О чем рассказывал Булгакову Буллит? О парижских красавицах и о голливудских приемах в бассейнах? Или о теориях Фрейда, о том, что все в человеке, хорошее и плохое, венский мастер объясняет как реализацию сексуальности, но только нынешнюю политическую жизнь так не объяснишь, вот хотя бы то, как шпионит себе во вред этот Штейгер… Или о том, как он, Буллит, был наивен, думая вслед за Джеком Ридом, что московское население изменилось под влиянием великого эксперимента, а оно — достаточно сходить в варьете — не изменилось ничуть, если не считать «аппаратуры»? Или о том, что Гете был прав и мир, пройдя новые искушения, все же изменится к лучшему, если ему не мешать, как в свое время Вильсон?
Мы не знаем, о чем они говорили. Но, как всегда, мы располагаем интертекстуальными памятниками. Эпиграф к роману Мастер и Маргарита — та самая фраза Мефистофеля «Я часть той силы, что вечно хочет зла и вечно совершает благо», которая на самом почетном месте цитируется в Предисловии к книге Фрейда и Буллита. Их герой, Вильсон, был «прямой противоположностью» той силы; герой Булгакова, Воланд, является ее олицетворением. Мы не знаем, в каком из текстов эта фраза появилась первой, оба писались одновременно и много раз переделывались на протяжении всего десятилетия. Мое предположение заключается в том, что то была любимая фраза Билла Буллита, какой он описывал сам себя.
Итак, прибывший в Москву посол великой державы, демономан, любитель театра, познакомился с попавшим в беду местным Мастером, которому без посторонней помощи отсюда не выбраться, да и с ней никак. Покинув Москву, разочарованный помощник оставил писателя самому идти к вечному его дому. Со всеми колоссальными своими возможностями не смогший помочь ему на этой земле, он не знал, что на последних шагах своего пути этот Мастер вспомнит о нем.

Записанные данные:
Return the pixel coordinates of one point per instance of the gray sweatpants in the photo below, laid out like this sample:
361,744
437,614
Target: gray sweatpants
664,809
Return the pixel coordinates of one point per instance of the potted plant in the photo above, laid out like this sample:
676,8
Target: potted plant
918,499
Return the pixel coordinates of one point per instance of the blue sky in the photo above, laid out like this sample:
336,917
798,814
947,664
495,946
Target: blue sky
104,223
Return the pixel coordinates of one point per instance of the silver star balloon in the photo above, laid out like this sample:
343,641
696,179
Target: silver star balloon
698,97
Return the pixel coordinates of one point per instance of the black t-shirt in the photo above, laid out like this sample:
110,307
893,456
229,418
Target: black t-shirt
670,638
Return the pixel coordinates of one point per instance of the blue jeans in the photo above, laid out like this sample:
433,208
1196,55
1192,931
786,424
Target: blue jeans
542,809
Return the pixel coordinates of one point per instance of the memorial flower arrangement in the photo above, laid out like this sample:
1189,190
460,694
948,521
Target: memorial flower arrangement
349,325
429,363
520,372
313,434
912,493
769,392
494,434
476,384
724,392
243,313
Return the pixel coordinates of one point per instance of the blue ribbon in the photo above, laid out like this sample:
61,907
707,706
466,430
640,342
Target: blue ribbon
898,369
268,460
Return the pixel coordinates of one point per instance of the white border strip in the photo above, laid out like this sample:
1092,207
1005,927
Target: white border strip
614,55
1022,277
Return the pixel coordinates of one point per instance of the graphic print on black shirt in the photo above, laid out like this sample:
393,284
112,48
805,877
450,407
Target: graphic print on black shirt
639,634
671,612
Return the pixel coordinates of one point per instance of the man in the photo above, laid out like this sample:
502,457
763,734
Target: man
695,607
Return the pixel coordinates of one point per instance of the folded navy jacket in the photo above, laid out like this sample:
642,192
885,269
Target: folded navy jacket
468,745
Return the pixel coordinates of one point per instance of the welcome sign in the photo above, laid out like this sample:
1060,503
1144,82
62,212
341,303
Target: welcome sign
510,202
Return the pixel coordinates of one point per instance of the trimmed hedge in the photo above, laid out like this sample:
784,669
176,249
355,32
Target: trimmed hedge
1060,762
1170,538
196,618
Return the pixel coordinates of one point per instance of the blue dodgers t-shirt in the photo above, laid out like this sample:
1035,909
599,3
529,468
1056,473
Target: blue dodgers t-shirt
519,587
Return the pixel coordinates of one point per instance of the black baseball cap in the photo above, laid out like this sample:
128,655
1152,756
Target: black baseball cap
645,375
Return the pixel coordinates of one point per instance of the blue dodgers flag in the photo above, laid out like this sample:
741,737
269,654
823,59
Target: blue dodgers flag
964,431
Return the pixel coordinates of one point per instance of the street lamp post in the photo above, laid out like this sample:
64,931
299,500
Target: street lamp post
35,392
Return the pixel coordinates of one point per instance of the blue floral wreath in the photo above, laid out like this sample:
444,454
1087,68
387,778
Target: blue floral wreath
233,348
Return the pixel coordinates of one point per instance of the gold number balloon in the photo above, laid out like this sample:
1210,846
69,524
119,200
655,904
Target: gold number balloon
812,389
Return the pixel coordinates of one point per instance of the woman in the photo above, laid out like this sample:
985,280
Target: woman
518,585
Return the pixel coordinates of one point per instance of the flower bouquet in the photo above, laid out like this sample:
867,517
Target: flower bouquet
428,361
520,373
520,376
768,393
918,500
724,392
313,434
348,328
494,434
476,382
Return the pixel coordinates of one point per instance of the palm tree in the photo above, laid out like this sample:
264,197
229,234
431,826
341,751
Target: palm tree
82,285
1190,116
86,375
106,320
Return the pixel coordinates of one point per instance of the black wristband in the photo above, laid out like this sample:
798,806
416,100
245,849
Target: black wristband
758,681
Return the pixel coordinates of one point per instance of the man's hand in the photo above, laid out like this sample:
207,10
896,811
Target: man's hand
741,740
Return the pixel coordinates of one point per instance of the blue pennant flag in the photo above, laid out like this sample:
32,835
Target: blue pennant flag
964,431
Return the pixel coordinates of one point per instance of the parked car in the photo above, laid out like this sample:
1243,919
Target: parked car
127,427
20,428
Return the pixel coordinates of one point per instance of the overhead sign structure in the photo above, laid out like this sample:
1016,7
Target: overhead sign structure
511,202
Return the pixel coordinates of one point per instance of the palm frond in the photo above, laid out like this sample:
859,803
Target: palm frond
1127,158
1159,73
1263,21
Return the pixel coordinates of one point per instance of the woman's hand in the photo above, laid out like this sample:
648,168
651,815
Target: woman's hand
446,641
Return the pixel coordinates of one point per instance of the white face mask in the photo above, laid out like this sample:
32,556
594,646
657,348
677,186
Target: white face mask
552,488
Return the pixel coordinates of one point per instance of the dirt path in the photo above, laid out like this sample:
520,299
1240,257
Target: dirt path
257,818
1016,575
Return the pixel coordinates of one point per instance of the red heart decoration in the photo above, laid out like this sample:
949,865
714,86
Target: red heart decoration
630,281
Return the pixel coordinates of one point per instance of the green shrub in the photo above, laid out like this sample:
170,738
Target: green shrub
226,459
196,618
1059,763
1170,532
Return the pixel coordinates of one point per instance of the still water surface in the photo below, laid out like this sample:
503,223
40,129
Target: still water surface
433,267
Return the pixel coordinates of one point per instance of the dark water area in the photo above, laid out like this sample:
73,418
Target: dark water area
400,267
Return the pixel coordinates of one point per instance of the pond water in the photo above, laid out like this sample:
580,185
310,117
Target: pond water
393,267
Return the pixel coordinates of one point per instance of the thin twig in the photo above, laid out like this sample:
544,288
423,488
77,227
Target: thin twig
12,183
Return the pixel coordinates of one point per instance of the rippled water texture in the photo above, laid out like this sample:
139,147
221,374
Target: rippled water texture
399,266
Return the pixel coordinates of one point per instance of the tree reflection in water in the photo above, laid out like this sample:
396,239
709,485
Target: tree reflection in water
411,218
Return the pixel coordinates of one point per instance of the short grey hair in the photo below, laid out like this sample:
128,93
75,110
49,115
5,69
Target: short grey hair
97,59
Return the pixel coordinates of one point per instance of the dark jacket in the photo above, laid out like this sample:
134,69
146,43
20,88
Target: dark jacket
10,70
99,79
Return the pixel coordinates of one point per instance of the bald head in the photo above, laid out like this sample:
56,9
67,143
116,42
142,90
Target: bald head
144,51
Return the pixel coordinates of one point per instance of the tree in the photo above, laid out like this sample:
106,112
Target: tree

▸ **ПОРЯДОК РАБОТЫ**
Выпишите из фрагмента о Булгакове и Буллите отрывок от слов «Мы не знаем, о» до слов «описывал сам себя.» включительно, не меняя в нём ни слова.

▸ **ОТВЕТ К ЗАДАЧЕ**
Мы не знаем, о чем они говорили. Но, как всегда, мы располагаем интертекстуальными памятниками. Эпиграф к роману Мастер и Маргарита — та самая фраза Мефистофеля «Я часть той силы, что вечно хочет зла и вечно совершает благо», которая на самом почетном месте цитируется в Предисловии к книге Фрейда и Буллита. Их герой, Вильсон, был «прямой противоположностью» той силы; герой Булгакова, Воланд, является ее олицетворением. Мы не знаем, в каком из текстов эта фраза появилась первой, оба писались одновременно и много раз переделывались на протяжении всего десятилетия. Мое предположение заключается в том, что то была любимая фраза Билла Буллита, какой он описывал сам себя.